- **SUPPLIED PASSAGE**:

::::::

# CIPA data certifies 2018 was the worst year for the digital camera market



## dolina (Feb 5, 2019)

The above graph on *interchangeable lens camera* shipment December data from CIPA: While the market for interchangeable lens cameras and lenses is down, it’s been the digital compact market (point & shoots) which has suffered most, although the carnage of the last five years  seems to be levelling off. Holding up the interchangeables market is the  mirrorless segment, which according to more detailed CIPA figures, in fact increased year-on-year sales compared to 2017 by 1.4 percent in volume and 23 percent in value.


 So while compacts are falling way behind, DSLRs are falling behind as  well, which has resonances with that old joke about the two hikers  being pursued by a bear. DSLR’s still outsell mirrrorless cameras by  6.62 million *(61.5%)* to 4.14 million *(38.5%)*, but in dollars terms, the value of the two  segments is about equal.

Source: Mirrorless edging ahead in CIPA camera stats - Inside Imaging

Canon recently said they expect two more years of market shrinking until market stabilizes.

Source: Newly published CIPA data certifies 2018 was the worst year for the digital camera market - mirrorlessrumors


----------



## Strodav (Feb 5, 2019)

The total number of pictures taken world wide keeps growing every year, but I think that's attributable to smartphones being more readily accessible and becoming more and more capable every year.  That does not bode well for the dslr or mirrorless markets, which will probably continue to get smaller every year.


----------



## dolina (Feb 5, 2019)

Based on the numbers I have seen point & shoots sales will shrink further and product lines will only survive by specialized applications that smartphones have yet to enter.

Specialization could be in terms of image quality, 360 camera, super zoom, ruggedness and water-proofness.

DSLR will eventually be replaced by mirrorless cameras. The good thing is there are adapters to make your lens work with the mirrorless bodies.

I expect consolidation of DSLR product lines, at best. This consolidation could result in a next generation of bodies or just elimination. Take example Canon.

*Seven* APS-C bodies: *Four* Rebel product lines, *two* xxD product lines and *one* 7D product line.

They could reduce this to *three* APS-C bodies: *One* Rebel, *one* xxD & *one* 7D.

*Six* Full frame bodies: *Two* 6D product lines, *two to three* 5D product lines and *one* 1D product line.

They could reduce this to *three* Full frame bodies: *One* 6D, *one* 5D and *one* 1D.


----------



## Braineack (Feb 5, 2019)

you're counting models/products that are no longer in production...

and who cares if Canon offers 15 DSLRs or 5?


----------



## dolina (Feb 7, 2019)

I'm counting DSLR models that are currently being sold at BH Photo.

I am speaking from the camera hardware sales point of view. If the camera market is shrinking then you either must innovate your way out of the sales slump or simplify your model lineup to lower cost.

::::::

- **SUPPLIED MATERIAL**:
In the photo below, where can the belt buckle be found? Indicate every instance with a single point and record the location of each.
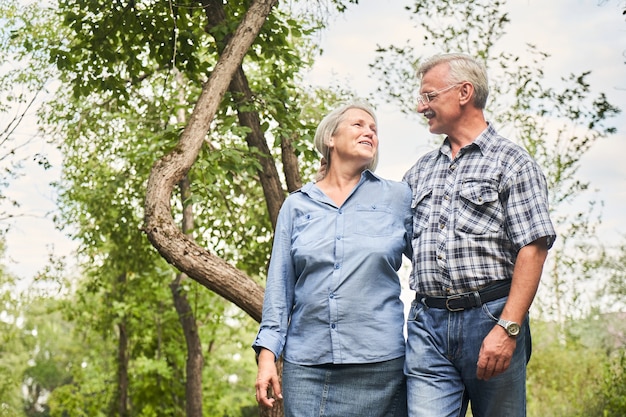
(453, 297)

::::::

- **WORK TO DO**:
(1) In the camera market thread, list the kinds of specialization that could let point-and-shoot product lines survive.
(2) According to the camera market thread, by what percentage did mirrorless camera sales rise in value compared to 2017?

- **WRITTEN ANSWERS**:
(1)
- Image quality
- 360 camera
- Super zoom
- Ruggedness
- Water-proofness

(2) 23 percent.